課題内容: 高齢犬の尿漏れについての文章を、一字一句変えずに全文書き写せ。

学習用文章:
******************************
動物病院にいた時に高齢犬の相談として、尿漏れについての相談をよく受けました。
本人はいたって健康なのですが、部屋のあちらこちらで粗相をしていくので、ご自宅での管理が非常に難しくなります。
今回は高齢犬の粗相、尿漏れの原因と対応法についてご説明させていただきます。
認知症による粗相
雄雌問わず、認知症によりトイレが認識できなくなるというのはあります。
部屋を歩き回るというよりは徘徊し、トイレではないところで排尿してしまいます。
尿漏れというよりは意図的に排尿を行うのですが、しつけなどでどうこうなる話ではないので対応法は物理的に排尿をカバーするしかありません。
1つの方法はペット用オムツを付けることです。
ただ犬種によってはオムツの装着を非常に嫌がる犬もいるので、そういった場合は、ペットシーツを全面にひき、ペットシーツの上のみの移動に行動を制限するしかありません。
多くの飼い主様が悩む案件ですが、画期的な方法はないので、飼い主様のストレスがたまらないように、ほどほどの管理をするしかないでしょう。
未去勢のオスの犬前立腺肥大による尿漏れ
前立腺は副生殖器と言われ、犬でよく発達しています。
雄性のホルモンの影響を受け、年齢とともに前立腺は大きくなっていきます。
******************************
保存済みデータ項目
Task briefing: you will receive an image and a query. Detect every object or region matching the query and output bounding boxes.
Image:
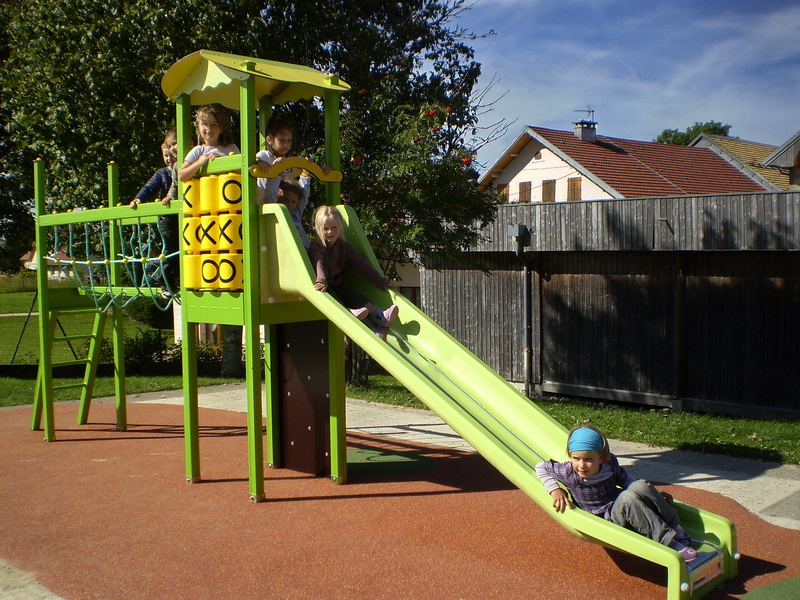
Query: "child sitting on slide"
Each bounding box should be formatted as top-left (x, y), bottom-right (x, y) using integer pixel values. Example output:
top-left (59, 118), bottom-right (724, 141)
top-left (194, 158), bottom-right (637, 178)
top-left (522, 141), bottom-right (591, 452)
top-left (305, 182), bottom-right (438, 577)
top-left (278, 175), bottom-right (311, 250)
top-left (536, 426), bottom-right (697, 562)
top-left (308, 206), bottom-right (399, 339)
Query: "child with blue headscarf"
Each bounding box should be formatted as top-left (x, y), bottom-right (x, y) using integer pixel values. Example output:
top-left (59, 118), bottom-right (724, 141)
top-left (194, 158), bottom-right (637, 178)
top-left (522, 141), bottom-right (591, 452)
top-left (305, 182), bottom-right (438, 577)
top-left (536, 426), bottom-right (697, 562)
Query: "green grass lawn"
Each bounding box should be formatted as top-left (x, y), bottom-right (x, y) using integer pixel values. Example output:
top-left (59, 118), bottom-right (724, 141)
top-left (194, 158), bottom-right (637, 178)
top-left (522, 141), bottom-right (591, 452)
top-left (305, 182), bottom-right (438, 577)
top-left (347, 375), bottom-right (800, 464)
top-left (0, 292), bottom-right (800, 464)
top-left (0, 375), bottom-right (239, 406)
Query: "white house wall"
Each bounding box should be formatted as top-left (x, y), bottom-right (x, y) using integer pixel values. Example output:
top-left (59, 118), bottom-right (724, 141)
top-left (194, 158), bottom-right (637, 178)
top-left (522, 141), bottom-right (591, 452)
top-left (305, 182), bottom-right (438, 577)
top-left (494, 143), bottom-right (612, 204)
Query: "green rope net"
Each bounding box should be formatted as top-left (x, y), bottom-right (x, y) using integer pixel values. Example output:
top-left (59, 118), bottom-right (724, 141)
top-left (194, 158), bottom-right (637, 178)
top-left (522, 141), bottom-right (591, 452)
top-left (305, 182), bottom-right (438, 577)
top-left (45, 219), bottom-right (180, 312)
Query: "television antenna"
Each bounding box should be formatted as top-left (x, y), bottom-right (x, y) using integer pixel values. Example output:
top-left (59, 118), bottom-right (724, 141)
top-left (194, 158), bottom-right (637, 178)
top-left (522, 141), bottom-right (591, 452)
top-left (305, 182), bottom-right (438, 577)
top-left (572, 104), bottom-right (595, 123)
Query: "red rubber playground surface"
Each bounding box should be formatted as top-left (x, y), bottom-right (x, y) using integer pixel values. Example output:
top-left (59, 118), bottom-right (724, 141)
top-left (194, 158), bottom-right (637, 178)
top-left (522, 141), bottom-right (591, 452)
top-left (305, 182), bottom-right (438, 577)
top-left (0, 403), bottom-right (800, 600)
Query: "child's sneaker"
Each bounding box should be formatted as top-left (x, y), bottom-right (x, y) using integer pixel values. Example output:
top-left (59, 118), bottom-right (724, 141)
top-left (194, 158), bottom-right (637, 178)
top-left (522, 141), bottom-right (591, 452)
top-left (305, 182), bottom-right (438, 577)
top-left (375, 304), bottom-right (400, 327)
top-left (350, 306), bottom-right (369, 321)
top-left (669, 539), bottom-right (697, 562)
top-left (673, 527), bottom-right (692, 546)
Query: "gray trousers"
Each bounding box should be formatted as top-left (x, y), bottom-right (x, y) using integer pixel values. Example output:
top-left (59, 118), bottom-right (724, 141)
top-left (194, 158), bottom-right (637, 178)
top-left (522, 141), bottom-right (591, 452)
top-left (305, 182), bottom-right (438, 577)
top-left (611, 479), bottom-right (681, 546)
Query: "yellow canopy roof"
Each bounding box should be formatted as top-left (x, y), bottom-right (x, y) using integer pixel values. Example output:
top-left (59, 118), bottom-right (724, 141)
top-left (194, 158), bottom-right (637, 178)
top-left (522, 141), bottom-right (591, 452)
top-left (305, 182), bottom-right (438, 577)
top-left (161, 50), bottom-right (350, 109)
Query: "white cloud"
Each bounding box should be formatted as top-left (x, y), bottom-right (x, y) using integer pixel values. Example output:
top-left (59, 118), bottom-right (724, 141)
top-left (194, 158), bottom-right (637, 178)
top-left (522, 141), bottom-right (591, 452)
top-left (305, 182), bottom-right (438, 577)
top-left (462, 0), bottom-right (800, 163)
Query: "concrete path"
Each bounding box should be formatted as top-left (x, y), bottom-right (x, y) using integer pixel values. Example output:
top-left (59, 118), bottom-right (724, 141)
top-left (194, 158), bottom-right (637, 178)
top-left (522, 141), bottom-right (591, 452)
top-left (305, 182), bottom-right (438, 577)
top-left (129, 383), bottom-right (800, 530)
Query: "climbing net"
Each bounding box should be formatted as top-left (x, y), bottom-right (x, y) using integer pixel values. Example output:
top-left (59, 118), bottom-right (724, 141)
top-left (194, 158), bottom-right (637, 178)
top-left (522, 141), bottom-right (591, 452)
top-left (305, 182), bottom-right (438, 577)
top-left (45, 218), bottom-right (180, 312)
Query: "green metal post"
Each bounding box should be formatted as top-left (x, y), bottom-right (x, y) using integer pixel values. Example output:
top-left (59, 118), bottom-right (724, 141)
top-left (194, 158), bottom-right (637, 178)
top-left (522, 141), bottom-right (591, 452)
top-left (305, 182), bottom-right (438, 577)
top-left (239, 63), bottom-right (264, 502)
top-left (108, 161), bottom-right (128, 431)
top-left (258, 94), bottom-right (272, 149)
top-left (325, 83), bottom-right (347, 484)
top-left (31, 158), bottom-right (56, 442)
top-left (175, 94), bottom-right (200, 483)
top-left (78, 312), bottom-right (108, 425)
top-left (328, 321), bottom-right (347, 484)
top-left (325, 85), bottom-right (341, 205)
top-left (264, 324), bottom-right (283, 469)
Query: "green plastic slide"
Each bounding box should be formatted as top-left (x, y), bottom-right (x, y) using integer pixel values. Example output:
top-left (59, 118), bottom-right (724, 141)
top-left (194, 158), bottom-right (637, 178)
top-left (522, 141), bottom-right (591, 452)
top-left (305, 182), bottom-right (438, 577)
top-left (261, 205), bottom-right (738, 600)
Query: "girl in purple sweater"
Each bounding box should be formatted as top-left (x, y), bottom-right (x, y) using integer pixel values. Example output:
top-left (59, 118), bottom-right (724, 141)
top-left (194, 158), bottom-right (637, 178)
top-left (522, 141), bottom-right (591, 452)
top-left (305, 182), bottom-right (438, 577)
top-left (308, 206), bottom-right (399, 339)
top-left (536, 426), bottom-right (697, 562)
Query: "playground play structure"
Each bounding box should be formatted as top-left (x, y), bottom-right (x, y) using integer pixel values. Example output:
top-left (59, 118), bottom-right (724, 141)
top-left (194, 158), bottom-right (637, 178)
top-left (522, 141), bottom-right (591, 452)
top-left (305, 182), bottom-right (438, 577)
top-left (31, 50), bottom-right (739, 600)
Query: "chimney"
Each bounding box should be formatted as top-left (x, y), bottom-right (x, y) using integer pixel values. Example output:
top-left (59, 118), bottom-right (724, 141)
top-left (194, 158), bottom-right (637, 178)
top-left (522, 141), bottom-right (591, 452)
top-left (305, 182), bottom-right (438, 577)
******************************
出力:
動物病院にいた時に高齢犬の相談として、尿漏れについての相談をよく受けました。
本人はいたって健康なのですが、部屋のあちらこちらで粗相をしていくので、ご自宅での管理が非常に難しくなります。
今回は高齢犬の粗相、尿漏れの原因と対応法についてご説明させていただきます。
認知症による粗相
雄雌問わず、認知症によりトイレが認識できなくなるというのはあります。
部屋を歩き回るというよりは徘徊し、トイレではないところで排尿してしまいます。
尿漏れというよりは意図的に排尿を行うのですが、しつけなどでどうこうなる話ではないので対応法は物理的に排尿をカバーするしかありません。
1つの方法はペット用オムツを付けることです。
ただ犬種によってはオムツの装着を非常に嫌がる犬もいるので、そういった場合は、ペットシーツを全面にひき、ペットシーツの上のみの移動に行動を制限するしかありません。
多くの飼い主様が悩む案件ですが、画期的な方法はないので、飼い主様のストレスがたまらないように、ほどほどの管理をするしかないでしょう。
未去勢のオスの犬前立腺肥大による尿漏れ
前立腺は副生殖器と言われ、犬でよく発達しています。
雄性のホルモンの影響を受け、年齢とともに前立腺は大きくなっていきます。